→ GIVEN INSTRUCTION
Without the pictures, return all of the material exactly as written.

** Begin PROVIDED RECORDS **

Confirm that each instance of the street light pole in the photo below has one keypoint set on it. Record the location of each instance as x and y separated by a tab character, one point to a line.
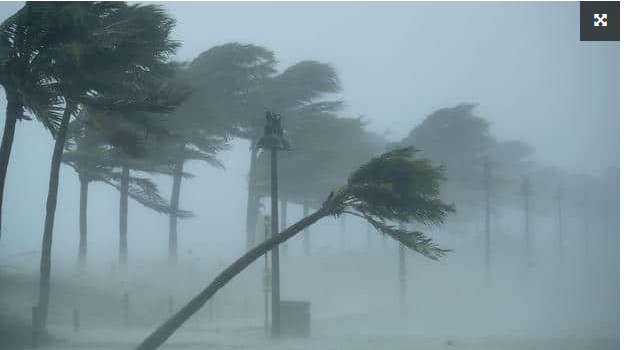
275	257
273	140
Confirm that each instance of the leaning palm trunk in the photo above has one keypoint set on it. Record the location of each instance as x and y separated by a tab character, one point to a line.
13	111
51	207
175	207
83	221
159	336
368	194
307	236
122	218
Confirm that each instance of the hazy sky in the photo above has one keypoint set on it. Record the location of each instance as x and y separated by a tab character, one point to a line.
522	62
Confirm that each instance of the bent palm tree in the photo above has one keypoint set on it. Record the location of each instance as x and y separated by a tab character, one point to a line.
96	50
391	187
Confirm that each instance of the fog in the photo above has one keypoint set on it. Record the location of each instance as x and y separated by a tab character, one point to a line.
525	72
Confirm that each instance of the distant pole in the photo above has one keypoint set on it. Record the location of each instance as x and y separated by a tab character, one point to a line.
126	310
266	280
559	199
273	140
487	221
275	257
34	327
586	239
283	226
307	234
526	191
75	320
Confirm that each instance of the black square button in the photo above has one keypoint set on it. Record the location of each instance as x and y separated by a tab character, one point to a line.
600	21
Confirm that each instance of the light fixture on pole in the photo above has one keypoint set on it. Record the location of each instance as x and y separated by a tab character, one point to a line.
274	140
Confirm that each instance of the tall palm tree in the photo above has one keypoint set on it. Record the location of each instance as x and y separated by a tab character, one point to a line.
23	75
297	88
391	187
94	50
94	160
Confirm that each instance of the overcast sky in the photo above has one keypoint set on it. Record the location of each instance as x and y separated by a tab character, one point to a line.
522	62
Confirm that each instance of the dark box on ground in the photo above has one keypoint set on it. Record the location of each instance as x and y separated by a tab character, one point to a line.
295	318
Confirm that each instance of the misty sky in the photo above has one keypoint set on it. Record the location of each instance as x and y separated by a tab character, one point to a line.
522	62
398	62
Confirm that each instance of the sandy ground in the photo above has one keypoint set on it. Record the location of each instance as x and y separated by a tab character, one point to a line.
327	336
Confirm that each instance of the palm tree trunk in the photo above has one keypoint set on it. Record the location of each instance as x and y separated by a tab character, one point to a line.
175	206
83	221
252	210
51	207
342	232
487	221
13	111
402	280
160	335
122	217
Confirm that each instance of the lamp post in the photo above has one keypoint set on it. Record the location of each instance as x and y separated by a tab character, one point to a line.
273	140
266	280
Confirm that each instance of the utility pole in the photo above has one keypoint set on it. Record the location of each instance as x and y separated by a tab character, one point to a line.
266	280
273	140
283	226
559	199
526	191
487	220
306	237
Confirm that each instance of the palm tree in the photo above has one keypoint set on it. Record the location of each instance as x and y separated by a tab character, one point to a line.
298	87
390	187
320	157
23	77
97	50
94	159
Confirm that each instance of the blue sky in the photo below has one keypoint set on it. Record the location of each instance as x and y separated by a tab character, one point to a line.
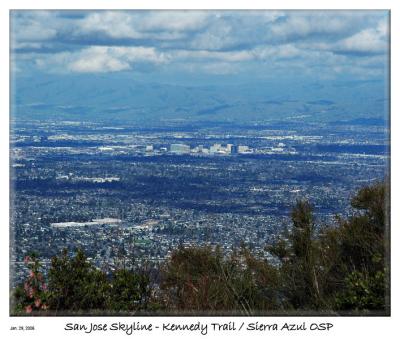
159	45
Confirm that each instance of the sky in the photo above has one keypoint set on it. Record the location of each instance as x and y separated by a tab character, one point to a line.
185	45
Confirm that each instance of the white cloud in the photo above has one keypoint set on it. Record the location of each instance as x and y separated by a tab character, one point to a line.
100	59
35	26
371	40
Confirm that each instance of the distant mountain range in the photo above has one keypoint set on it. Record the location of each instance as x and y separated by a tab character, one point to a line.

** End PROVIDED RECORDS **

→ WRITTEN RESPONSE
Confirm that each instance of the street light pole in the photo below has one keypoint set on it. Record the location of each instance as x and y separated by a tab character, one point to a line.
275	257
273	140
Confirm that each instance of the leaning palm trunk in the photo above has one keypoint set on it. Record the location of each instance as x and y separated by a tab character, one point to a line.
13	111
51	207
175	207
83	221
159	336
368	194
307	236
122	218
Confirm that each instance of the hazy sky in the photo above has one keypoint set on it. Record the location of each instance as x and y separated by a tab character, one point to a line.
522	62
Confirm that each instance of the bent palm tree in the photo above has one keypoint set on it. Record the location of each instance as x and y separated by a tab character, one point to a line.
96	50
391	187
Confirm that each instance of the fog in the photo above has one keypoint set on it. Record the location of each instance as x and y separated by a tab character, one point to a line.
525	72
Confirm that each instance of the distant pole in the photo above has one keypoint set on it. Record the location of each instance as x and y separated by a tab character, one point to a line.
126	310
266	280
559	199
273	140
487	221
275	257
34	327
586	239
283	226
307	234
526	191
75	320
Confirm that each instance of the black square button in the photo above has one keypoint set on it. Record the location of each instance as x and y separated by a tab character, one point to a line.
600	21
Confirm that each instance of the light fixture on pole in the photo above has one keypoint set on it. Record the location of each instance as x and y separated by a tab character, one point to a line.
274	140
Confirm that each instance of the tall palm tree in the photo above has one keypoint set on it. Record the location of each instance as x and y separated by a tab character, one point to a line.
23	75
297	88
391	187
94	50
94	160
Confirm that each instance of the overcast sky in the photo above has one keypoint set on it. Record the location of each instance as x and y separated by a tab character, one point to a line.
522	62
Confirm that each instance of the dark box on ground in the photo above has one keypoint set on it. Record the location of each instance as x and y separated by a tab character, one point to a line.
295	318
Confirm that each instance of the misty sky in the photo above has one keypoint set on it. Record the location of each instance as x and y separated by a tab character, one point to a line.
522	62
398	62
Confirm that each instance of the sandy ground in the photo above has one keypoint set on it. Record the location of each instance as x and y separated by a tab character, one point to a line.
327	336
Confirm that each instance of the palm tree trunk in the photo above has one keypoint set on it. Record the location of each instance as x and y separated by a tab character, one point to a line.
175	206
83	221
252	210
51	207
342	232
487	221
13	111
402	280
160	335
122	217
Confirm that each instance of the lamp post in the photo above has one keypoint set on it. Record the location of each instance as x and y separated by a tab character, one point to a line.
273	140
266	280
Confirm that each instance of the utility pole in the photo above has one keypoint set on it. Record the location of each instance as x and y separated by a tab character, one point to a line.
266	280
273	140
283	226
559	199
526	191
487	220
306	237
Confirm that each instance of the palm tree in the photo above has one keypoint set on it. Record the location of each instance as x and y separated by a tab character, one point to a line.
298	87
390	187
320	157
23	77
97	50
94	159
Confirm that each instance of the blue sky in the photo below has one keypoint set on it. Record the location of each instance as x and y separated by a tab character, one point to a line.
159	45
Confirm that each instance of the sky in the photo above has one keypoint set on it. Record the location of each instance as x and y separated by a tab character, one point to a line.
185	45
Confirm that each instance of the white cloud in the photo above has one keypoint set on it. Record the location of each instance as x and y separated by a tab character, one point to a line.
100	59
35	26
371	40
Confirm that each instance of the distant mountain range in the photo above has one keypoint set on it. Record the location of each instance as x and y separated by a tab character, one point to a line.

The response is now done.